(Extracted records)
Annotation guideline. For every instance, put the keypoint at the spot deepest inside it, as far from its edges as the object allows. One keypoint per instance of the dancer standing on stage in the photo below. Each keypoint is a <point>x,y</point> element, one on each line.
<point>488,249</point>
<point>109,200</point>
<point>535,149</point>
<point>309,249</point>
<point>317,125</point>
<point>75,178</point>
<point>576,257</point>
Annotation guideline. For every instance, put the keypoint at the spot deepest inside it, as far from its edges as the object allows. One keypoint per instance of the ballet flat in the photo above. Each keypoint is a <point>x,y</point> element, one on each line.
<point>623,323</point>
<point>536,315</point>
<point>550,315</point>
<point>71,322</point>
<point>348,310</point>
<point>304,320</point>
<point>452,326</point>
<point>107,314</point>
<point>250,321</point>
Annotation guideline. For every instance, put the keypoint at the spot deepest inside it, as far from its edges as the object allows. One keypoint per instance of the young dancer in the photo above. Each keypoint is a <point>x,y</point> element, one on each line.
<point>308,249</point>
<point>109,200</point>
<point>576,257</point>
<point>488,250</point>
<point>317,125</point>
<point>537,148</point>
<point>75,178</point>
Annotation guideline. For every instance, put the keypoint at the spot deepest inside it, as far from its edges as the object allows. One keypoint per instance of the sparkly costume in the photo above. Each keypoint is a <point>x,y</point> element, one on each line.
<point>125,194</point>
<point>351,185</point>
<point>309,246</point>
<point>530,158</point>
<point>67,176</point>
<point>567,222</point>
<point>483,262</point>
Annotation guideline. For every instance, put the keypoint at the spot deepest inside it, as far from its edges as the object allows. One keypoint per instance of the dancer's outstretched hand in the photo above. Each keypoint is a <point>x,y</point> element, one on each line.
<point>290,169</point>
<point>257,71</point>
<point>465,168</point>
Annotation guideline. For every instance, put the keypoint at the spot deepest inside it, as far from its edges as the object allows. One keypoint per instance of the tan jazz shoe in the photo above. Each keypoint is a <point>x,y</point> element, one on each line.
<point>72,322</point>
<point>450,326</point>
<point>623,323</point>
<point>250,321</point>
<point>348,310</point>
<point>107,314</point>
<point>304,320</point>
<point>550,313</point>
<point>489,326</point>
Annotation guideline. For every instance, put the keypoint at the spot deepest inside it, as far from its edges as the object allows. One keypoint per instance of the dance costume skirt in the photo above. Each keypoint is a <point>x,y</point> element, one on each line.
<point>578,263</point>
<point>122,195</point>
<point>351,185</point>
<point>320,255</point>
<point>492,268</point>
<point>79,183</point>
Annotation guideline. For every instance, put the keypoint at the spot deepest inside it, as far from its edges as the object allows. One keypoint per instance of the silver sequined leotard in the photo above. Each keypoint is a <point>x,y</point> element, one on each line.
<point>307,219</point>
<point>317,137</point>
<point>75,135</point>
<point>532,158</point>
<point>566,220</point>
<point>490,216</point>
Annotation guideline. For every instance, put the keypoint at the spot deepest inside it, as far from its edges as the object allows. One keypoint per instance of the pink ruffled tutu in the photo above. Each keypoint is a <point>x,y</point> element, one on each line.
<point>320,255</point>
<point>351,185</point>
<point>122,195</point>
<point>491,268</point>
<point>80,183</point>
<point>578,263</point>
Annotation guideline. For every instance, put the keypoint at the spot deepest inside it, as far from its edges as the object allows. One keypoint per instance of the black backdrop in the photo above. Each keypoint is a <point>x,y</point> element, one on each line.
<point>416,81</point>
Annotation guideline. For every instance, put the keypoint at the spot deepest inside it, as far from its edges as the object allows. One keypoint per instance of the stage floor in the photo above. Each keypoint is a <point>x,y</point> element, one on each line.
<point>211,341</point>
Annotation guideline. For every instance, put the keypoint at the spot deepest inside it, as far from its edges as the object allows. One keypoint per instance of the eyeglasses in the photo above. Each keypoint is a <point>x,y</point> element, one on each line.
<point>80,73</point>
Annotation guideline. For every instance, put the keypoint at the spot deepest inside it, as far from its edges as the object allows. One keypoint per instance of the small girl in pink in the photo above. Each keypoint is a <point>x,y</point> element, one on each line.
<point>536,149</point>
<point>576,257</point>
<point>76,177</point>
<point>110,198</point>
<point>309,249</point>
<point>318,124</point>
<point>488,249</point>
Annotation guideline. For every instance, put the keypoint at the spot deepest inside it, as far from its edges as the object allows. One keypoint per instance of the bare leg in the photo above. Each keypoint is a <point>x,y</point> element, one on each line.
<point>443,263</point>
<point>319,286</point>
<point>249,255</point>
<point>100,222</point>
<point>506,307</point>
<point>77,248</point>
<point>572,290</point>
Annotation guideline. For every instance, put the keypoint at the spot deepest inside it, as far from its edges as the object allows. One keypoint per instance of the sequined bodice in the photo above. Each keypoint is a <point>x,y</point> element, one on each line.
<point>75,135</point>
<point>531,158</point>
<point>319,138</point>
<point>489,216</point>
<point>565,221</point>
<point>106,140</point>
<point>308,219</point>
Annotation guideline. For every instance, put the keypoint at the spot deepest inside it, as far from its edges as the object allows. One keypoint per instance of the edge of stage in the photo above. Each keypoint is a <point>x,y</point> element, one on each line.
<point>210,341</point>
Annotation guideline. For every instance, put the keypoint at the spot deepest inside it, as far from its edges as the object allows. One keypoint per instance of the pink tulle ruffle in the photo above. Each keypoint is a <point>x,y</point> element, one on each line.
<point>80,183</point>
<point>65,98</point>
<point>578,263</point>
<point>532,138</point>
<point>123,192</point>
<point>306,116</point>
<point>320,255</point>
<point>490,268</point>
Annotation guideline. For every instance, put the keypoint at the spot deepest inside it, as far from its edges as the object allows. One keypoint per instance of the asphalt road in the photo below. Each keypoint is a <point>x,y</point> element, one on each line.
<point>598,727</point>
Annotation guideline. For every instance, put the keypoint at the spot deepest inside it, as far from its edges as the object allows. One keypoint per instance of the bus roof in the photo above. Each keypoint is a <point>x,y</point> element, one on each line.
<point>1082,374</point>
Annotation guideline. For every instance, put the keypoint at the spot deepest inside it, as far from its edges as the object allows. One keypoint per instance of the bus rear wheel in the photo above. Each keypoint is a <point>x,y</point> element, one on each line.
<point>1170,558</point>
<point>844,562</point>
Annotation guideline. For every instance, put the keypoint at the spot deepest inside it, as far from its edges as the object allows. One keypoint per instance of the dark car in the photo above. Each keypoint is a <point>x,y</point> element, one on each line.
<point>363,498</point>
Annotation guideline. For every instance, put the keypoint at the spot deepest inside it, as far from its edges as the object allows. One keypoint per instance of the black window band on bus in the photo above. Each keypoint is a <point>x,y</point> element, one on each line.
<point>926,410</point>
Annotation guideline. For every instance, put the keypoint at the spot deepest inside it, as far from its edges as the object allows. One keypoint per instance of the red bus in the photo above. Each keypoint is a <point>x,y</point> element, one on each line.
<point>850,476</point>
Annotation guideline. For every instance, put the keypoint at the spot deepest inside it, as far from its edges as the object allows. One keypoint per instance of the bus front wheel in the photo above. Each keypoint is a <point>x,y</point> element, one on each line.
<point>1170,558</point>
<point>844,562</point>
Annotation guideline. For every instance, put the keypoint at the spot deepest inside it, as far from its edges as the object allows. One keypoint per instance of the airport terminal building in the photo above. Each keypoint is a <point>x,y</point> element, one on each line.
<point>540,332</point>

→ **Assignment**
None of the records may be left out; each is to be restated exactly.

→ **Exercise response**
Annotation guideline. For every instance, put the keypoint at the spot deepest inside it, as far from its edges as the object allows. One keypoint per instance of the dancer standing on stage in the photo below. Each keypoint is a <point>x,y</point> element, one on each line.
<point>488,249</point>
<point>109,200</point>
<point>535,149</point>
<point>309,249</point>
<point>317,125</point>
<point>75,178</point>
<point>576,257</point>
Annotation guideline. For every instance, put the keypoint at the spot deepest inside it, as far from its edges as the object allows. One keypoint per instance of the ballet flat in the photo above. Each keypoint is a <point>x,y</point> element, one on each line.
<point>623,323</point>
<point>536,315</point>
<point>550,315</point>
<point>71,322</point>
<point>348,310</point>
<point>304,320</point>
<point>452,326</point>
<point>107,314</point>
<point>250,321</point>
Annotation guideline. For every instance, put the keypoint at the spot deepest inside it, as far from its edges as the object allows. One keypoint per instance of the young dancer in the photo above. Each keypoint is a <point>x,y</point> element, one on each line.
<point>308,249</point>
<point>109,200</point>
<point>576,257</point>
<point>488,250</point>
<point>317,125</point>
<point>537,148</point>
<point>75,178</point>
Annotation guideline. For every instance, put the keypoint at the spot deepest inside it, as far from its edges as the object allows. One keypoint per instance of the sparkly costume in the photo above. Each keypoint is a <point>x,y</point> element, one on each line.
<point>125,194</point>
<point>351,185</point>
<point>309,246</point>
<point>530,158</point>
<point>67,176</point>
<point>567,222</point>
<point>483,262</point>
Annotation guideline. For every instance, put the keypoint at the spot deepest inside it, as far from its edges as the object allows. One keypoint per instance of the dancer's outstretched hand in the photo above. Each keypoint is a <point>x,y</point> element, one on each line.
<point>290,169</point>
<point>257,71</point>
<point>465,168</point>
Annotation guideline. For every instance, put the keypoint at the spot deepest inside it, as far from its edges as the object allows. One keypoint per instance of the tan jazz shoe in the photo above. Each keypoint is a <point>x,y</point> element, one on each line.
<point>72,322</point>
<point>450,326</point>
<point>623,323</point>
<point>250,321</point>
<point>348,310</point>
<point>107,314</point>
<point>304,320</point>
<point>550,313</point>
<point>489,326</point>
Annotation guideline. For every instance, put the keypoint at the spot deepest inside it, as far from its edges as the object allows. One keypoint per instance of the dance costume skirt in the photo above. Each keypoint is a <point>x,y</point> element, one on each line.
<point>578,263</point>
<point>122,195</point>
<point>351,185</point>
<point>320,255</point>
<point>492,268</point>
<point>79,183</point>
Annotation guideline. For every instance, put the keypoint at the spot deepest inside it, as far from its edges as the object allows. One keypoint per instance of the silver sequined leotard in the photo above. Each keypoint is a <point>x,y</point> element, one on each line.
<point>307,219</point>
<point>317,137</point>
<point>75,135</point>
<point>532,158</point>
<point>566,220</point>
<point>490,216</point>
Annotation guideline. For every instance, put the keypoint at the spot deepest inside it, as far from its edges as the object allows. One keypoint per instance of the pink ruffled tutu in the photo above. Each keypoint is a <point>x,y</point> element, one on each line.
<point>320,255</point>
<point>351,185</point>
<point>122,195</point>
<point>491,268</point>
<point>80,183</point>
<point>578,263</point>
Annotation guideline. For every instance, put the keypoint at the spot deepest inside it, as far from its edges as the object allows. One keypoint per instance of the black backdrop in the photo above. Each keypoint is a <point>x,y</point> element, one on each line.
<point>416,81</point>
Annotation guideline. For every instance, put the keypoint at the spot deepest inside it, as far from its edges as the object allows. One keypoint per instance of the stage floor in the photo above. Each keypoint is a <point>x,y</point> element, one on each line.
<point>211,341</point>
Annotation guideline. For every instance, put the keypoint at the spot deepest inside it, as far from its edges as the object allows. One keypoint per instance of the eyeglasses in the photo above. Each keypoint is a <point>x,y</point> element, one on each line.
<point>80,73</point>
Annotation guideline. For every instance, put the keypoint at the spot deepest inside it, as far from its edges as the object allows. One keypoint per instance of the small girl in pink in the photo above. Each keypoint is a <point>x,y</point> element, one on each line.
<point>536,149</point>
<point>576,257</point>
<point>76,177</point>
<point>110,198</point>
<point>309,249</point>
<point>318,124</point>
<point>488,249</point>
Annotation guideline. For every instance, put the keypoint at the spot deepest inside it, as far from its edges as the object allows. One keypoint per instance of the bare leg in the photo above. Each keypoint is a <point>x,y</point> element, one on each line.
<point>443,263</point>
<point>319,286</point>
<point>249,255</point>
<point>100,222</point>
<point>506,307</point>
<point>77,248</point>
<point>572,290</point>
Annotation guideline. For every instance, put the keypoint at the spot deepest inside it, as far from its edges as the object allows. One keypoint per instance of the sequined bodice in the photo above. Each keypoint is a <point>x,y</point> element, one on each line.
<point>75,135</point>
<point>531,158</point>
<point>319,138</point>
<point>489,216</point>
<point>565,221</point>
<point>106,140</point>
<point>308,219</point>
Annotation guideline. For every instance, put the keypoint at the spot deepest inside it, as far from its edges as the object allows. One keypoint per instance of the edge of stage in the photo above. Each keypoint is a <point>x,y</point> element, one on each line.
<point>210,341</point>
Annotation guideline. For every instance, put the keypoint at the spot deepest inside it, as far from its edges as the object allows. One keypoint per instance of the pink tulle ruffle in the photo above. Each keypoint is a <point>x,y</point> element, one on each line.
<point>80,183</point>
<point>65,98</point>
<point>578,263</point>
<point>532,138</point>
<point>123,192</point>
<point>306,116</point>
<point>320,255</point>
<point>490,268</point>
Annotation guideline. For every instance, put the keypoint at the spot deepest inside it, as far from its edges as the object allows. One keypoint per instance of the asphalt road in the photo below. Each keypoint is a <point>x,y</point> element, one on each line.
<point>598,727</point>
Annotation guideline. For every instance, put the keypoint at the spot deepest inside it, as far from its edges as the object allows. One keypoint per instance of the bus roof in the photo above. Each keypoint is a <point>x,y</point> element, one on each line.
<point>1082,374</point>
Annotation guideline. For every instance, put the keypoint at the spot deepest inside it, as far from its edges as the object allows. One keypoint per instance of the bus rear wheel in the photo above. Each keypoint is a <point>x,y</point> element, one on each line.
<point>1170,558</point>
<point>844,562</point>
Annotation guideline. For every instance, put the keypoint at the spot deepest inside it, as far from its edges as the object allows. One keypoint per instance of the dark car in the photo above. Each keypoint is a <point>x,y</point> element, one on each line.
<point>363,498</point>
Annotation guideline. For every instance, put the keypoint at the spot deepest inside it, as far from its edges as the object allows. One keypoint per instance of the black window band on bus in the photo above. Each keypoint is a <point>x,y</point> element, one on each line.
<point>926,410</point>
Annotation guideline. For every instance, put the keypoint at the spot deepest inside it, as far from its edges as the object allows. One keypoint per instance of the red bus in the photo above. Each keypoint is a <point>x,y</point> element, one on each line.
<point>850,476</point>
Annotation guideline. For every instance, put the keypoint at the spot deepest inside it, as far from its edges as the object allows. One keypoint per instance of the bus front wheel in the photo above. Each keypoint is a <point>x,y</point> element, one on each line.
<point>1170,558</point>
<point>844,562</point>
Annotation guideline. For every instance, put the keypoint at the spot deepest inside it, as far from its edges as the object allows. One keypoint per instance of the airport terminal building in the photo above. Each keypoint is a <point>x,y</point> element, one on each line.
<point>540,332</point>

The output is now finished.